Review: Alicia Henry: 2020-2021

By Joe Nolan

 

Alicia Henry: 2020-2021 @ Zeitgeist Gallery

February 6, 2021 – March 27, 2021

516 Hagan Street #100

Nashville, TN 37203

 

 

 Untitled (Multi-Faced Piece) 2020-2021. Courtesy the artist and Zeitgeist Gallery.

 

 

Alicia Henry: 2020 and 2021, at Zeitgest Gallery in Nashville, TN, is one of a number of portraiture-centered exhibitions on display across the city. In a review of 21C Museum Hotel’s Fragile Figures: Beings and Time, I suggest that the show offers an antidote to smartphone selfies, “…the most ubiquitous and pervasive expression of portraiture in the 21st century.” At their worst, selfies are reductive avatars served at the buffet of banality simmering on the doomscroll. At their best are Alicia Henry’s layered textile wall sculptures, which can be seen as rough-cut, mysterious, and idiosyncratic contributions to the dynamic language of self portraiture. While selfies travel broadly and indiscriminately, like forest fires or oil spills, Henry’s work is focused on explorations of femininity, identity, community, and isolation.

 

 

Untitled (Large Head) 2019-2020. Courtesy the artist and Zeitgeist Gallery.

 

 

Henry’s most emblematic pieces are mask-like portraits formed in layered materials adorned with raw markings and hand sewn together, developing a generative form of mark making in its own right while bending the languages of craft into new modes of expression and utility. At first viewing these masks can feel grotesque, Frankensteinian, or harlequin, but after a moment of gazing at the gaping eyes, odd smiles, and misshapen features assembled, these visceral visages throb with pathos and illicit an empathic response.

### Data shown
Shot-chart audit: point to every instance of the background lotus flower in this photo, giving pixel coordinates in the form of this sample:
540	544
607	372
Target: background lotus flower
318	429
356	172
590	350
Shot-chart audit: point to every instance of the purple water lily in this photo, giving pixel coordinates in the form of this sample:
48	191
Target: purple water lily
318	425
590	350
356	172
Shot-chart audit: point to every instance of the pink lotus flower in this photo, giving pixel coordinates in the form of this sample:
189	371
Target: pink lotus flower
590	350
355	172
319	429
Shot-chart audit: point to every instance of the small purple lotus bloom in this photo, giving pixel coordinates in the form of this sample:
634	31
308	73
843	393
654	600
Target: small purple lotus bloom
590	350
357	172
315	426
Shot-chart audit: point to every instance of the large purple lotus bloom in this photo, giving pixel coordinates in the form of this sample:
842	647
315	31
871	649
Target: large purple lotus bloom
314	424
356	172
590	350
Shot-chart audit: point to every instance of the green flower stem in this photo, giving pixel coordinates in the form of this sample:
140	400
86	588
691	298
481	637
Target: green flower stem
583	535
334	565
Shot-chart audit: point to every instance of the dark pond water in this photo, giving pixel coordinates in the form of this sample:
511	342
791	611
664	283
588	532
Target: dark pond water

### The request
Could you give the Alicia Henry review again, beginning at the words "Alicia Henry: 2020-2021 @" and stopping after "2020-2021. Courtesy the artist and Zeitgeist Gallery.", with "Hagan Street" replaced by "Hagan St."?

### Task result
Alicia Henry: 2020-2021 @ Zeitgeist Gallery

February 6, 2021 – March 27, 2021

516 Hagan St. #100

Nashville, TN 37203

 

 

 Untitled (Multi-Faced Piece) 2020-2021. Courtesy the artist and Zeitgeist Gallery.